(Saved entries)
===

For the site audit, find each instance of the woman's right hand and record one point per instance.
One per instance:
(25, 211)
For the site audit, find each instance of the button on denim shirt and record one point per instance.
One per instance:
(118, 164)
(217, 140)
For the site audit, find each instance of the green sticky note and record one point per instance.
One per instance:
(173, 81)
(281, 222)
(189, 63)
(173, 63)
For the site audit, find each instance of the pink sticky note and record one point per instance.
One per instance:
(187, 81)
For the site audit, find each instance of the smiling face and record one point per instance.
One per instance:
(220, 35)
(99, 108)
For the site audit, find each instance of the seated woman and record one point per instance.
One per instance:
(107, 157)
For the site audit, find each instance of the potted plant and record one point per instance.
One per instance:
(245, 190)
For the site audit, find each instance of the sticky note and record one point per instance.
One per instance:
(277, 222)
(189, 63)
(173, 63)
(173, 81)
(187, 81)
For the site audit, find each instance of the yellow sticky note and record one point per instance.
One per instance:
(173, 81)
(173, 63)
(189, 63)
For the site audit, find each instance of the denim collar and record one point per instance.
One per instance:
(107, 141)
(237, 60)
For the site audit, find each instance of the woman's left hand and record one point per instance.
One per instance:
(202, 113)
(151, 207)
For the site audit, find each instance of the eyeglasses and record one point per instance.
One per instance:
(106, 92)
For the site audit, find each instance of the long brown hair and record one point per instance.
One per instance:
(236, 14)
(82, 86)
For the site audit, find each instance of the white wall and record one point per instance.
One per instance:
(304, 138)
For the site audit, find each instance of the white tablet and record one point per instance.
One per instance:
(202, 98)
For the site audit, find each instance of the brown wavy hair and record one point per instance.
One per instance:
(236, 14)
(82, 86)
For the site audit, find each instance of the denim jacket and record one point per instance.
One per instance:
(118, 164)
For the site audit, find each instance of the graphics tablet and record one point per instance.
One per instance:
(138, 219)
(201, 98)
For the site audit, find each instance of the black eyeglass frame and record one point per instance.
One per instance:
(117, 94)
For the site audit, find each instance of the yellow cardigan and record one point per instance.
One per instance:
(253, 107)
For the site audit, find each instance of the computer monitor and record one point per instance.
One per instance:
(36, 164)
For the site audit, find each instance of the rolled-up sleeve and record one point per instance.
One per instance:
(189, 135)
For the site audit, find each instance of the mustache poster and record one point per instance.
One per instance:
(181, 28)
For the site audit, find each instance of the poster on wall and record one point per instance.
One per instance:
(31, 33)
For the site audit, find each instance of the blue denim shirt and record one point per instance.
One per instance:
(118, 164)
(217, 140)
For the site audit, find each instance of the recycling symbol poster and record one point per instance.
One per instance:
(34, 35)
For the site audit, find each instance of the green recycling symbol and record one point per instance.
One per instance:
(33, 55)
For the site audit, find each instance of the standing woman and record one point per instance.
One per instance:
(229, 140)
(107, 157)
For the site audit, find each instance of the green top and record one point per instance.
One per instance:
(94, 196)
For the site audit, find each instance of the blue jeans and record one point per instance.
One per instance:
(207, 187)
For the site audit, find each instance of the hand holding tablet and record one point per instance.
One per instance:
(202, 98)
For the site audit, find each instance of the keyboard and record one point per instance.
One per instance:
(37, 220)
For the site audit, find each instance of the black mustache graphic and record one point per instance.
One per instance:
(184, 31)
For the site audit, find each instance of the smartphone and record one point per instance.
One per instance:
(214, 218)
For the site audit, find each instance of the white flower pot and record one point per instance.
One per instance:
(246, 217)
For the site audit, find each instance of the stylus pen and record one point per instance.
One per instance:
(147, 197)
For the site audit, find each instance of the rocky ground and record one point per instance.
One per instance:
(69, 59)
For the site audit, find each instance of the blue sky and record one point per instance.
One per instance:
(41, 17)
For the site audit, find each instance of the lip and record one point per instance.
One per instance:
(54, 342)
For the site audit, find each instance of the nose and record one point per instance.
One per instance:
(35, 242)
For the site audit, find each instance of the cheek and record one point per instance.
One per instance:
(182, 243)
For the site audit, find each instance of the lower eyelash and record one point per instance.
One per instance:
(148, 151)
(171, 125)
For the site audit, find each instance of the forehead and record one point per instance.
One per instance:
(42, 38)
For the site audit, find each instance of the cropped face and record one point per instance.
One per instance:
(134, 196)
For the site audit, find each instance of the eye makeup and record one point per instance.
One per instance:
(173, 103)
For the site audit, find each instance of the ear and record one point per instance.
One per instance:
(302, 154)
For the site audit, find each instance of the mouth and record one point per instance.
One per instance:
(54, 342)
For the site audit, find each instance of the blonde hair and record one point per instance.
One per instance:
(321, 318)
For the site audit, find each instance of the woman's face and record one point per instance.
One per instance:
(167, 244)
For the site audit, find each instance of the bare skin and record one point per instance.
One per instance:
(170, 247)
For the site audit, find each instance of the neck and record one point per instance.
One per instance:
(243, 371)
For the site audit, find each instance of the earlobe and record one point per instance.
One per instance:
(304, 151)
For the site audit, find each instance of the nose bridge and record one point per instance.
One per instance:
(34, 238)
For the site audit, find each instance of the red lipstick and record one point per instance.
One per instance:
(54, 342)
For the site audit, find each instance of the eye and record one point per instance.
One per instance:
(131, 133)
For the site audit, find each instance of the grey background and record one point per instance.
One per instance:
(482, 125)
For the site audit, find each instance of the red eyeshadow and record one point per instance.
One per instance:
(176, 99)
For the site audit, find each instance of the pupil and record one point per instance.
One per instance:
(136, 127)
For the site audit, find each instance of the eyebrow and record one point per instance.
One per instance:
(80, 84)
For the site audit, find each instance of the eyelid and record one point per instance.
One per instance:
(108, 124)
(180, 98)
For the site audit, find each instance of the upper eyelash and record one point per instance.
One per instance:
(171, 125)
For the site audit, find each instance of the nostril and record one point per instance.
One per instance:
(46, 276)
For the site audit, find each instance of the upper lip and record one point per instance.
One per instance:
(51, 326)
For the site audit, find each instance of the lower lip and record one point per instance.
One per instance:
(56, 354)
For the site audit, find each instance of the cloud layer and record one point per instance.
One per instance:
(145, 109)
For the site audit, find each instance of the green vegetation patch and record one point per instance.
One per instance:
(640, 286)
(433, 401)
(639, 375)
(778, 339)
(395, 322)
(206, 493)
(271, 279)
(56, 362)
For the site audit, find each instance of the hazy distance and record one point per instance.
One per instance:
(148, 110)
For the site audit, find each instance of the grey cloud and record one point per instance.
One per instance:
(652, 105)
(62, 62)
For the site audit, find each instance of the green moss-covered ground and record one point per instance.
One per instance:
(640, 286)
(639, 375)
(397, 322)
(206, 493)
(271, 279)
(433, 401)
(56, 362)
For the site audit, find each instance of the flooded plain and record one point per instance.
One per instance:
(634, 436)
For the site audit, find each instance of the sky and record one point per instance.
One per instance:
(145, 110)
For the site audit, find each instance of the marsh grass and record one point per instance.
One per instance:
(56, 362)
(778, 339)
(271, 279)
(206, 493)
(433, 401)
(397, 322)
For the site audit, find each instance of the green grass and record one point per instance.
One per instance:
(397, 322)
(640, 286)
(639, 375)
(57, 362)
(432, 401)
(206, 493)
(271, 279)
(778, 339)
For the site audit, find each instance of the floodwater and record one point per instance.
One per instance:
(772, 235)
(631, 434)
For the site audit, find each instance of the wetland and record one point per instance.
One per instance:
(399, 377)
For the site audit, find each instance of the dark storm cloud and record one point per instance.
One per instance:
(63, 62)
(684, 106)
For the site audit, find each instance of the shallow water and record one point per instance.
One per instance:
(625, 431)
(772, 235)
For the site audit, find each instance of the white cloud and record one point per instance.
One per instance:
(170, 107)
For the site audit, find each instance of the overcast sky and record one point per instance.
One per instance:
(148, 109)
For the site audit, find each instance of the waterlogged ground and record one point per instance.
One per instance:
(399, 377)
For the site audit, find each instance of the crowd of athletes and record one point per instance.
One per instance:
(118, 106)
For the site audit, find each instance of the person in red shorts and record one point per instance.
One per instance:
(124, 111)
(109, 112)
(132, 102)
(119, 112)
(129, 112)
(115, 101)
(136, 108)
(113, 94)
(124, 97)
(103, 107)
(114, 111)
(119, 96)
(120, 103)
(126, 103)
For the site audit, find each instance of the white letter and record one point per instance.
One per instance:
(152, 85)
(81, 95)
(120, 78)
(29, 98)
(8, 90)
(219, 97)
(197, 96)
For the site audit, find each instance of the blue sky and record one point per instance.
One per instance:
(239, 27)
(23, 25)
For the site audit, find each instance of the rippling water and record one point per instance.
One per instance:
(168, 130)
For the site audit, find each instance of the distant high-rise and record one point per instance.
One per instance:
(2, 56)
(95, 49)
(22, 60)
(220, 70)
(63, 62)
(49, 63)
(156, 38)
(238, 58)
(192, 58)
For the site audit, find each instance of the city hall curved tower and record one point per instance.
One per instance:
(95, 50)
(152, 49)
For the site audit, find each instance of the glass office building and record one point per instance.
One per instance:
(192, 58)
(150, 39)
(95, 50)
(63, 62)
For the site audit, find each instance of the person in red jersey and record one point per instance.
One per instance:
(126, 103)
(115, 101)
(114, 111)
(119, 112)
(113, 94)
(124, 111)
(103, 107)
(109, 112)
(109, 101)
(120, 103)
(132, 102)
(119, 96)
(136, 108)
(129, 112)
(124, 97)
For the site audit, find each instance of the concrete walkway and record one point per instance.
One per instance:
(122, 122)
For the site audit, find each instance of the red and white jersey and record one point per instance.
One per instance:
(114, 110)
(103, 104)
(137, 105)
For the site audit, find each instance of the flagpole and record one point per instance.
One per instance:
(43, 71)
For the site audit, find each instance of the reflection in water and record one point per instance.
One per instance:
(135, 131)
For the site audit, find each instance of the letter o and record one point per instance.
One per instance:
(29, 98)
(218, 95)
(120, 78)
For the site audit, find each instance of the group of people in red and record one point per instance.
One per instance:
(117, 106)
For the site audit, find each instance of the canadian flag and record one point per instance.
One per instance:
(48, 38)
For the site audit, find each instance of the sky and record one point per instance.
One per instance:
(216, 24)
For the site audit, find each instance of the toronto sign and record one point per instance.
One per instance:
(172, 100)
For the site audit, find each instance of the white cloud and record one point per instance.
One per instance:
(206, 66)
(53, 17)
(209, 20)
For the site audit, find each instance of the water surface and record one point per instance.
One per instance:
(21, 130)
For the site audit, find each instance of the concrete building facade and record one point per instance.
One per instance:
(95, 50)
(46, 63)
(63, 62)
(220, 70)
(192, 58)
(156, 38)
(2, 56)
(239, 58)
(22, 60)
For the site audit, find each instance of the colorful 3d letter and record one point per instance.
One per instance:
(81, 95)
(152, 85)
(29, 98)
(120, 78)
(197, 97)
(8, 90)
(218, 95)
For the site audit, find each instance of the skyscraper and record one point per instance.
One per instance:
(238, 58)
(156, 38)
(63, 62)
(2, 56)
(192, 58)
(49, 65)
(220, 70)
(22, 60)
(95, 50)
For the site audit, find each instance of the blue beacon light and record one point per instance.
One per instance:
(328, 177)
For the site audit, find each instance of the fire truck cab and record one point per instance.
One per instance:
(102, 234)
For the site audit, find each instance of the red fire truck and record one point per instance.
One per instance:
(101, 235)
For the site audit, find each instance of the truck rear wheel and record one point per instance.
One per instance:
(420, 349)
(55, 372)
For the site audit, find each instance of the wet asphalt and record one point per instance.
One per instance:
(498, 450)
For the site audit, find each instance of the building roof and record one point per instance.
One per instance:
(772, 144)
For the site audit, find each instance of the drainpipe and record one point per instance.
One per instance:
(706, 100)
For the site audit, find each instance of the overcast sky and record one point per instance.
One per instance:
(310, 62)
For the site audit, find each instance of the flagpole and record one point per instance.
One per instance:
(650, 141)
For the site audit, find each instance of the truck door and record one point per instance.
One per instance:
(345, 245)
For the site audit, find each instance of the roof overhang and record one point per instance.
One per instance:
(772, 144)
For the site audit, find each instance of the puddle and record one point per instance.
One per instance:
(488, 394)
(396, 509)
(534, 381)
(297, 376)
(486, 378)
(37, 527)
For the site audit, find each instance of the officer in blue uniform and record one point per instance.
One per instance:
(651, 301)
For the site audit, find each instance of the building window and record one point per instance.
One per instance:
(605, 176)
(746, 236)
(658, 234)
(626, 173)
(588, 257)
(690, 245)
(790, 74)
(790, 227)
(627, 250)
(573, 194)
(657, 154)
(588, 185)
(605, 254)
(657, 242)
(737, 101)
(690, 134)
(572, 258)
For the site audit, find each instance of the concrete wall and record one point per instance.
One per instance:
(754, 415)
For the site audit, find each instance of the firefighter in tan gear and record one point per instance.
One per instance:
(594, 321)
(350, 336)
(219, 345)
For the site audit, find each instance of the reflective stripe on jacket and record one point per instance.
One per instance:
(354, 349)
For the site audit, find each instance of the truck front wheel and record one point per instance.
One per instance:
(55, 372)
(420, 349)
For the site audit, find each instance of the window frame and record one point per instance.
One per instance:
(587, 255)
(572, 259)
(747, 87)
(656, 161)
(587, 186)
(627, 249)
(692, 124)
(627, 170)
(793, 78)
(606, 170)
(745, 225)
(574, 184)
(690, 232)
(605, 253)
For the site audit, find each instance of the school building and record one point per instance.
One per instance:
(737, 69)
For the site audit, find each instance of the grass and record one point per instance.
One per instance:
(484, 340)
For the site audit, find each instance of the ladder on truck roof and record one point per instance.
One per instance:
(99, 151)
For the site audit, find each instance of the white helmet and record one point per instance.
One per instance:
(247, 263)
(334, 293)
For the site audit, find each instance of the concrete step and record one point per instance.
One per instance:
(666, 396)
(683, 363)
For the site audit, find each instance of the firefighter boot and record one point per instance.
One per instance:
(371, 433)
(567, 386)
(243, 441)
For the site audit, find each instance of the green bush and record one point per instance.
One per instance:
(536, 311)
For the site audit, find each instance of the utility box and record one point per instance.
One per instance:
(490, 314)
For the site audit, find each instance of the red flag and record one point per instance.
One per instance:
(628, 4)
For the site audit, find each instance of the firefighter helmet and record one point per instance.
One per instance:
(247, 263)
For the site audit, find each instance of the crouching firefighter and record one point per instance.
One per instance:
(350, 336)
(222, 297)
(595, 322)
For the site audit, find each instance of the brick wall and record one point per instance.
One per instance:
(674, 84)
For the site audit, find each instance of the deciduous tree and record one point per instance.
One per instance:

===

Exactly as they appear above, output the lines of the data from the first through the one that contains "For the site audit, find each instance of the smiling", and only those lines.

For the site audit, find each instance of the woman's right hand and record one point per instance.
One per instance:
(25, 211)
For the site audit, find each instance of the button on denim shirt and record one point per instance.
One per instance:
(118, 164)
(217, 140)
For the site audit, find each instance of the green sticky note and record one point per instance.
One per instance:
(173, 81)
(281, 222)
(189, 63)
(173, 63)
For the site audit, find each instance of the pink sticky note and record one point per instance.
One per instance:
(187, 81)
For the site audit, find each instance of the smiling face and record one point per instance.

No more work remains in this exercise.